§ **Aim**: Write out the lines of the data below unchanged, starting at the line that contains "Note: one point per instance of the white sock, never" and ending at the final line of the data, with both ends included.

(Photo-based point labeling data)
----
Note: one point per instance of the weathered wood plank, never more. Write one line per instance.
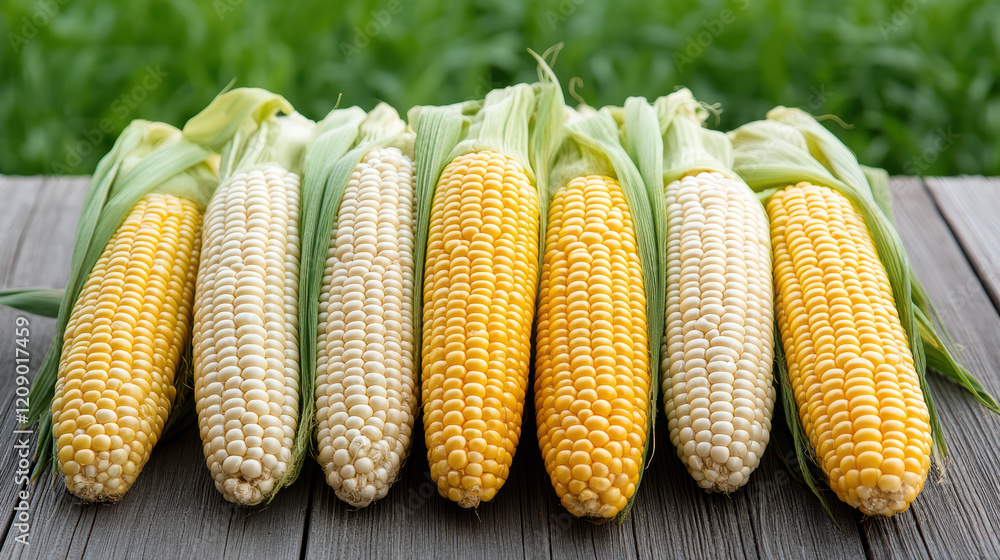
(958, 516)
(174, 505)
(38, 215)
(969, 206)
(414, 521)
(773, 516)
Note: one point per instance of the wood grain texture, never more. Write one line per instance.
(175, 511)
(957, 516)
(38, 212)
(969, 206)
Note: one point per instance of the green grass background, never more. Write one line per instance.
(916, 81)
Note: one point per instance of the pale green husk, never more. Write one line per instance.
(245, 126)
(148, 157)
(686, 148)
(345, 136)
(592, 146)
(790, 147)
(437, 131)
(43, 302)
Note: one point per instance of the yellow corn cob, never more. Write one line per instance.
(717, 385)
(122, 346)
(365, 375)
(592, 375)
(858, 394)
(246, 332)
(479, 302)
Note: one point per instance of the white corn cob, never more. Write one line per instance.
(718, 351)
(365, 376)
(245, 342)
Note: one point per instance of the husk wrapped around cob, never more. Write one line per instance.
(104, 394)
(480, 217)
(359, 282)
(717, 356)
(254, 408)
(856, 327)
(597, 346)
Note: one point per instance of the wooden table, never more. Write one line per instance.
(952, 230)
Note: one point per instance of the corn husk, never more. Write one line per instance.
(244, 125)
(148, 157)
(344, 137)
(790, 147)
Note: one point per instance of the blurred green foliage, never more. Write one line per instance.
(918, 81)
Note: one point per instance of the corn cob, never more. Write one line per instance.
(479, 301)
(851, 369)
(365, 381)
(246, 329)
(592, 376)
(717, 386)
(122, 347)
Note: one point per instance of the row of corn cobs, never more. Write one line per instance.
(324, 272)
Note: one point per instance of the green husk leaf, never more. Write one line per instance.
(503, 125)
(335, 136)
(437, 131)
(147, 157)
(792, 147)
(252, 137)
(330, 163)
(233, 114)
(37, 301)
(598, 149)
(806, 466)
(878, 180)
(689, 149)
(546, 136)
(941, 354)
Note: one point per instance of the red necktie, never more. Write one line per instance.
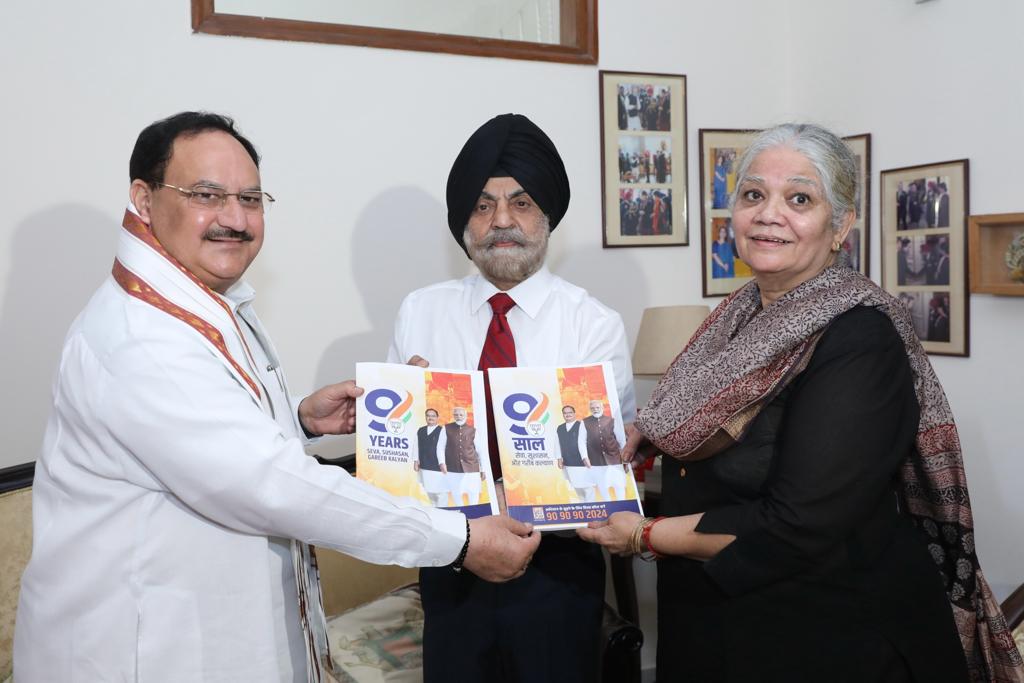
(499, 351)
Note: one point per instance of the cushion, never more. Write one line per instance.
(381, 640)
(15, 546)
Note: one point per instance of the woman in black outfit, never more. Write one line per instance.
(817, 523)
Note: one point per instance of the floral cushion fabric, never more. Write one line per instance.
(381, 640)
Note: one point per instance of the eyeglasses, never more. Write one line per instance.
(204, 197)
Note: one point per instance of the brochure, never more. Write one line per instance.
(422, 432)
(559, 436)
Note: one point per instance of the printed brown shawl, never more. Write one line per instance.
(742, 355)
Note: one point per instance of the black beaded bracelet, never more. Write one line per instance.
(457, 565)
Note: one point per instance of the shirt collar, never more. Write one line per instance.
(528, 295)
(238, 294)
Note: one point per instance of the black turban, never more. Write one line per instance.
(509, 144)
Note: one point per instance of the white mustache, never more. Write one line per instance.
(504, 235)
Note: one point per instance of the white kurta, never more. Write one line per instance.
(161, 499)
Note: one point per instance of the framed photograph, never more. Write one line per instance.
(925, 251)
(857, 244)
(722, 268)
(643, 159)
(996, 247)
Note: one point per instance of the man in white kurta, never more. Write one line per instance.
(173, 479)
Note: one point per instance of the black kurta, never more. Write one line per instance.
(826, 580)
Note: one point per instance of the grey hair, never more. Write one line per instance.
(835, 163)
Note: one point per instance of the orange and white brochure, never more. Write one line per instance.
(422, 433)
(560, 436)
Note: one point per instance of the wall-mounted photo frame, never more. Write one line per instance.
(925, 250)
(722, 268)
(996, 247)
(857, 245)
(549, 30)
(643, 159)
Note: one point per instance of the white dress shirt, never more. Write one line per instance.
(554, 324)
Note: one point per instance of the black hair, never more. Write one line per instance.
(155, 143)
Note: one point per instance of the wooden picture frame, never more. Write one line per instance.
(721, 267)
(996, 248)
(577, 25)
(644, 160)
(925, 250)
(857, 244)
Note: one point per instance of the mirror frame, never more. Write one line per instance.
(578, 20)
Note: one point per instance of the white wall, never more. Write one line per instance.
(357, 144)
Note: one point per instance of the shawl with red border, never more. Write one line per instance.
(742, 355)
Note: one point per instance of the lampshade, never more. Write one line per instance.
(664, 332)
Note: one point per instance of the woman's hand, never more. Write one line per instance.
(613, 534)
(637, 450)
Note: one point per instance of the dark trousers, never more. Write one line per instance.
(545, 626)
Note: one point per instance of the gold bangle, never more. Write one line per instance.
(637, 535)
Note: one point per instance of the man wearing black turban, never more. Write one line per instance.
(506, 191)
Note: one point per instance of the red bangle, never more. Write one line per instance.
(645, 537)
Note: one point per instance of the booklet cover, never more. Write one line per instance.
(559, 435)
(422, 432)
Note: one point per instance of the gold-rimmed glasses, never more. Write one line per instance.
(215, 199)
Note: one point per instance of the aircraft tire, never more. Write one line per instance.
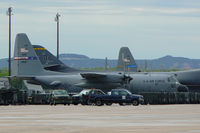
(108, 104)
(98, 102)
(135, 102)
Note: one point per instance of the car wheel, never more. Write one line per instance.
(54, 103)
(122, 104)
(98, 102)
(108, 104)
(135, 102)
(88, 102)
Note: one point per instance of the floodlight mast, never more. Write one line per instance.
(9, 13)
(57, 20)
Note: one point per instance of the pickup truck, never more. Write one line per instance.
(84, 96)
(60, 97)
(119, 96)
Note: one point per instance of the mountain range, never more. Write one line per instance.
(163, 63)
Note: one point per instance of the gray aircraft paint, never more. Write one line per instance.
(142, 82)
(26, 65)
(126, 61)
(188, 79)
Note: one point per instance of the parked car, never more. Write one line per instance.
(84, 96)
(119, 96)
(60, 97)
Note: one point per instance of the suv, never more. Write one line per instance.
(119, 96)
(60, 97)
(84, 96)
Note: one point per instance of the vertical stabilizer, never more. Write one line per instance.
(25, 60)
(50, 62)
(126, 60)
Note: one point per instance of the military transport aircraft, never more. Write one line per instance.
(26, 65)
(189, 79)
(142, 82)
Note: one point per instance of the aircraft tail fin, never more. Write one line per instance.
(49, 61)
(125, 59)
(25, 60)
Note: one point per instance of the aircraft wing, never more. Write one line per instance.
(93, 75)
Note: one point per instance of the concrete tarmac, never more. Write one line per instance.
(104, 119)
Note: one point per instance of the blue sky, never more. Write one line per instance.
(98, 28)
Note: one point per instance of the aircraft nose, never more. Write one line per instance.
(182, 88)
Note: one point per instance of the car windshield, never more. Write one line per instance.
(84, 92)
(60, 92)
(125, 92)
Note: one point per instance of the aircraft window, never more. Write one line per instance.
(100, 92)
(84, 92)
(60, 92)
(116, 93)
(123, 93)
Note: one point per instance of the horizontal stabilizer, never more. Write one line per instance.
(93, 75)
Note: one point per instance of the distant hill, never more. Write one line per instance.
(82, 61)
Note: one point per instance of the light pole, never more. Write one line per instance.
(9, 13)
(57, 20)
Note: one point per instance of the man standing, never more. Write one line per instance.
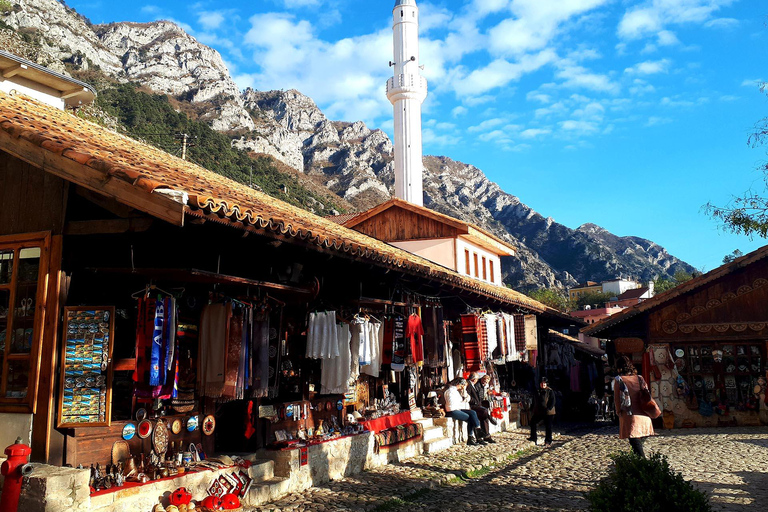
(476, 394)
(543, 410)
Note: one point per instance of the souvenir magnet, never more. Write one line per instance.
(145, 428)
(209, 425)
(129, 430)
(192, 423)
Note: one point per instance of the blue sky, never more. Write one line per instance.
(630, 114)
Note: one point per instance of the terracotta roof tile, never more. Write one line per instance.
(213, 196)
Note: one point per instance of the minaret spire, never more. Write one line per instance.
(406, 90)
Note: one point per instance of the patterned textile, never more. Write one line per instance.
(470, 343)
(519, 332)
(397, 434)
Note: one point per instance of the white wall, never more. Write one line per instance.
(32, 89)
(463, 245)
(12, 426)
(441, 251)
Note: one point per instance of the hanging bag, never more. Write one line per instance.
(647, 403)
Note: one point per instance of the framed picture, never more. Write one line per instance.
(85, 397)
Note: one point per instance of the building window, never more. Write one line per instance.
(466, 259)
(22, 263)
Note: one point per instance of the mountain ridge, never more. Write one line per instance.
(347, 158)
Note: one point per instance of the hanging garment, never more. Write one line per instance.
(415, 333)
(260, 354)
(376, 340)
(398, 344)
(470, 343)
(491, 335)
(214, 331)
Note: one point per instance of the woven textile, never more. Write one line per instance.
(470, 343)
(398, 434)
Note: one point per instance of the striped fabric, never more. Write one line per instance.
(470, 344)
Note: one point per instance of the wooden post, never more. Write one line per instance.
(46, 395)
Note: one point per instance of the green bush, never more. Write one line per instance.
(645, 485)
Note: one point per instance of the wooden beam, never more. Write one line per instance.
(14, 70)
(108, 227)
(155, 205)
(72, 92)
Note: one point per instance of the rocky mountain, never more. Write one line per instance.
(348, 159)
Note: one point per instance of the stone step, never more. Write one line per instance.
(437, 445)
(268, 490)
(432, 432)
(425, 422)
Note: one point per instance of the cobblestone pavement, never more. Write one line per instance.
(730, 464)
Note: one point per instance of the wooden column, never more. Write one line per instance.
(46, 397)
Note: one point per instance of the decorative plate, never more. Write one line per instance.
(160, 437)
(145, 428)
(129, 430)
(192, 423)
(209, 425)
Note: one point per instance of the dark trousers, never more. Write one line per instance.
(467, 415)
(637, 445)
(547, 419)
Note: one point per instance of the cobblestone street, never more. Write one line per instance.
(729, 464)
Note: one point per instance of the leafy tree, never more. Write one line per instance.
(552, 297)
(730, 257)
(748, 214)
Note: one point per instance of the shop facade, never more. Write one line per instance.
(702, 345)
(154, 313)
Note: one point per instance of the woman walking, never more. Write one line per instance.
(634, 424)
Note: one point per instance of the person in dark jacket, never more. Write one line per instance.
(475, 392)
(543, 410)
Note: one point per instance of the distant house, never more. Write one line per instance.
(583, 289)
(38, 82)
(452, 243)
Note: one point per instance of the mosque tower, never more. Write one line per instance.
(406, 90)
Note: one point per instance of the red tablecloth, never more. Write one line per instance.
(386, 422)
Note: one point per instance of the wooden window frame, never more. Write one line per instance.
(468, 262)
(41, 240)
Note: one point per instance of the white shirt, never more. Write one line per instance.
(454, 401)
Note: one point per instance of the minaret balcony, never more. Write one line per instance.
(407, 86)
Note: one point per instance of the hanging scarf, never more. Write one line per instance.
(157, 345)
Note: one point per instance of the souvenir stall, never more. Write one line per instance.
(702, 346)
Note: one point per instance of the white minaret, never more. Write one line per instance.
(407, 91)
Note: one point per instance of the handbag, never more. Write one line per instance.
(647, 403)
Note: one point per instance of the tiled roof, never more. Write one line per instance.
(67, 141)
(688, 286)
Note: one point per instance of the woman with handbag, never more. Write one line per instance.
(631, 397)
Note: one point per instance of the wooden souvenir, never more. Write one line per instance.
(85, 393)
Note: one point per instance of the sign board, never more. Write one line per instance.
(531, 333)
(629, 345)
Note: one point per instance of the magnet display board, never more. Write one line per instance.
(85, 397)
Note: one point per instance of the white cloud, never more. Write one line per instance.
(532, 133)
(459, 111)
(652, 16)
(649, 67)
(723, 23)
(486, 125)
(211, 20)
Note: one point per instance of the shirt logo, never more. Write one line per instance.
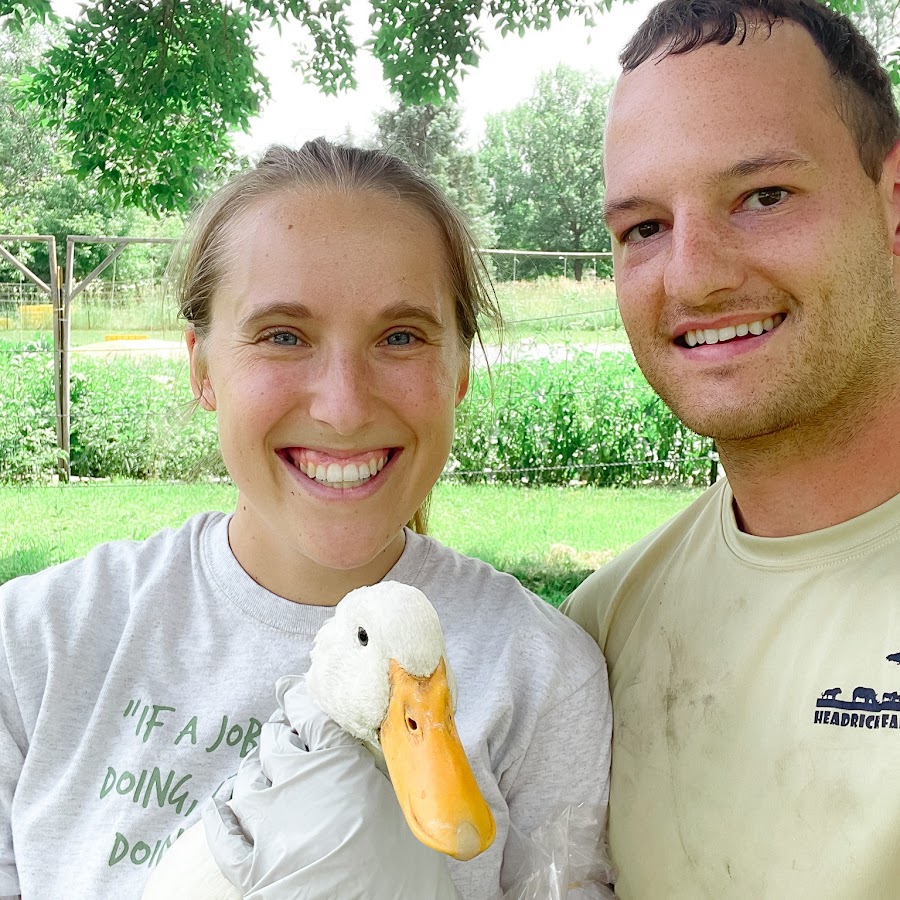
(862, 709)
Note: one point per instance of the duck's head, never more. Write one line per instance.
(379, 669)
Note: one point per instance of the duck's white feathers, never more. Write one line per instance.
(349, 679)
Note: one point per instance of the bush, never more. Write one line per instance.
(591, 420)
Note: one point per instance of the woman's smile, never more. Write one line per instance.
(338, 471)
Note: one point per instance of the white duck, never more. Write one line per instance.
(378, 669)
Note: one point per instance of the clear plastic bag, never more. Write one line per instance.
(567, 859)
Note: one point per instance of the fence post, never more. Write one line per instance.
(60, 284)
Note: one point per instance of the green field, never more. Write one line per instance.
(551, 538)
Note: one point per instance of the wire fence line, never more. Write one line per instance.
(94, 377)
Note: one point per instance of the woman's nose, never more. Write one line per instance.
(341, 395)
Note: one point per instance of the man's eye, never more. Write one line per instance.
(765, 198)
(641, 232)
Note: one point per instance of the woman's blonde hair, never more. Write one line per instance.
(322, 165)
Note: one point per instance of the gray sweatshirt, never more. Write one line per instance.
(133, 681)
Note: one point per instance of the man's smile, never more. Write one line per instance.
(695, 337)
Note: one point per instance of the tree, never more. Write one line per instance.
(430, 137)
(147, 91)
(545, 158)
(877, 19)
(39, 194)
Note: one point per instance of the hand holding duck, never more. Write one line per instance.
(310, 815)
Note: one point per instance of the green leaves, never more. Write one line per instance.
(147, 92)
(545, 157)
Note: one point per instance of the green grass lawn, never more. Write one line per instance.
(550, 538)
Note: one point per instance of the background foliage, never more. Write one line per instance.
(545, 160)
(147, 93)
(566, 416)
(39, 192)
(431, 138)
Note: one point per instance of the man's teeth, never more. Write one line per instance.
(719, 335)
(352, 473)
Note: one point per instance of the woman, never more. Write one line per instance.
(332, 300)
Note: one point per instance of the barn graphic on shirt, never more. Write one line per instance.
(861, 706)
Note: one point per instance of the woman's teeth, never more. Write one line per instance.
(720, 335)
(343, 476)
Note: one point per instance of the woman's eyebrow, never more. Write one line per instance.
(288, 309)
(405, 310)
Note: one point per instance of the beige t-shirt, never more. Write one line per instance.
(756, 707)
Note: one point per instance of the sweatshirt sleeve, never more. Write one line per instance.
(566, 763)
(13, 744)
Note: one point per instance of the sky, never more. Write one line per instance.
(505, 76)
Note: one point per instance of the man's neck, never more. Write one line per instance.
(809, 478)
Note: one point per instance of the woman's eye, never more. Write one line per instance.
(284, 339)
(765, 198)
(641, 232)
(399, 339)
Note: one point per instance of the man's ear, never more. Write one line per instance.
(891, 179)
(200, 383)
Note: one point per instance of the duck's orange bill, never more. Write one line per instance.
(429, 769)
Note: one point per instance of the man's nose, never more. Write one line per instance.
(342, 393)
(704, 259)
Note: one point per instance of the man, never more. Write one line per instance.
(753, 641)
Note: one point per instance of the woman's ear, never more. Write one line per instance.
(200, 383)
(462, 381)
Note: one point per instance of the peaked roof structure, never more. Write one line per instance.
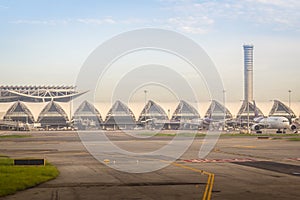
(53, 115)
(243, 112)
(217, 111)
(19, 112)
(280, 109)
(185, 111)
(152, 111)
(119, 114)
(87, 111)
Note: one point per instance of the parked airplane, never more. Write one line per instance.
(279, 123)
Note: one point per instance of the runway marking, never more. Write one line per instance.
(219, 160)
(210, 179)
(246, 147)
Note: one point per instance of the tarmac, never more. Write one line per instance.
(244, 167)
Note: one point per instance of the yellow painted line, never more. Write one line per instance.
(209, 183)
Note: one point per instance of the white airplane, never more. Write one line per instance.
(279, 123)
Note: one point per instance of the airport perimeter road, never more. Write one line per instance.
(244, 168)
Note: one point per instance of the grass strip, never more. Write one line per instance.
(16, 178)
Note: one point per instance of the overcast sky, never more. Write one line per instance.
(46, 42)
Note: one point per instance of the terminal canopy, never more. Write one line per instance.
(243, 112)
(217, 111)
(185, 111)
(87, 115)
(152, 111)
(119, 114)
(19, 112)
(53, 115)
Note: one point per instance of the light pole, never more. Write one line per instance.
(145, 91)
(224, 99)
(289, 98)
(248, 131)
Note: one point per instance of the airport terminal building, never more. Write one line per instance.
(49, 107)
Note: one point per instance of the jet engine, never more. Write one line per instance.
(294, 127)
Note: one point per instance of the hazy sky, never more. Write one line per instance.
(46, 42)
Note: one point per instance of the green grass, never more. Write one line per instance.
(16, 178)
(14, 136)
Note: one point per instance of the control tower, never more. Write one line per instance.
(248, 72)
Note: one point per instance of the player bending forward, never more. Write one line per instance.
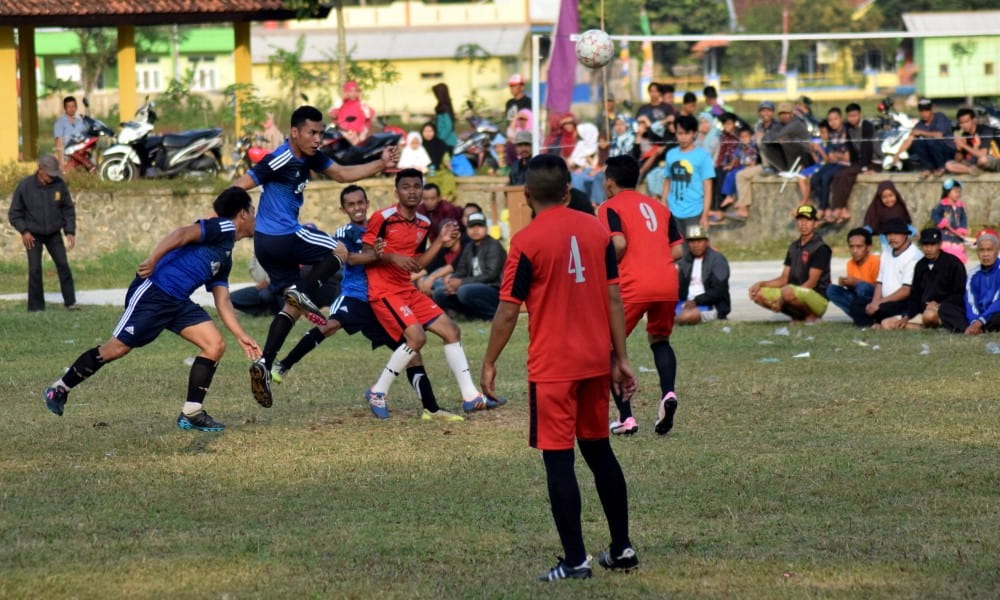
(403, 311)
(566, 258)
(159, 298)
(351, 312)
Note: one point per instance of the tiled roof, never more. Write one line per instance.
(139, 12)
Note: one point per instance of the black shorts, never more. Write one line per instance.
(282, 255)
(356, 315)
(149, 310)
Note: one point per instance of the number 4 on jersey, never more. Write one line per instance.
(576, 267)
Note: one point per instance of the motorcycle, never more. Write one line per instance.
(892, 128)
(137, 153)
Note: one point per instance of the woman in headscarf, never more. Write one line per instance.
(444, 115)
(562, 134)
(414, 156)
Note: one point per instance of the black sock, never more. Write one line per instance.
(276, 335)
(624, 408)
(86, 365)
(200, 378)
(314, 337)
(313, 278)
(666, 365)
(611, 489)
(422, 385)
(564, 497)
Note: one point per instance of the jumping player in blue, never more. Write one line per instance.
(159, 299)
(282, 244)
(352, 313)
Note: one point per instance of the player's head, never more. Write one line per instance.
(306, 131)
(409, 187)
(622, 171)
(234, 203)
(354, 203)
(547, 182)
(431, 196)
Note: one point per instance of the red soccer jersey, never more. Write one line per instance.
(648, 272)
(561, 265)
(401, 236)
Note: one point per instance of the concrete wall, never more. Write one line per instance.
(106, 221)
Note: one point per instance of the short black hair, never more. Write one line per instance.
(862, 232)
(547, 179)
(306, 113)
(623, 170)
(687, 123)
(408, 173)
(350, 190)
(231, 201)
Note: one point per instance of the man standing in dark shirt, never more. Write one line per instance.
(800, 290)
(41, 210)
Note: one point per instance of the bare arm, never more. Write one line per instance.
(227, 314)
(181, 236)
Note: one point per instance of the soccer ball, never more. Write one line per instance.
(594, 49)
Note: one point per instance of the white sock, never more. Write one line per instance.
(459, 366)
(397, 362)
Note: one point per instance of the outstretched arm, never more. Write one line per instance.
(227, 314)
(181, 236)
----
§ **Task response**:
Note: one point per instance of the white sock, never more. Write one line per instance.
(459, 366)
(397, 362)
Note: one point per instance of the outstretched arm, never more. Write one line per instance.
(227, 314)
(181, 236)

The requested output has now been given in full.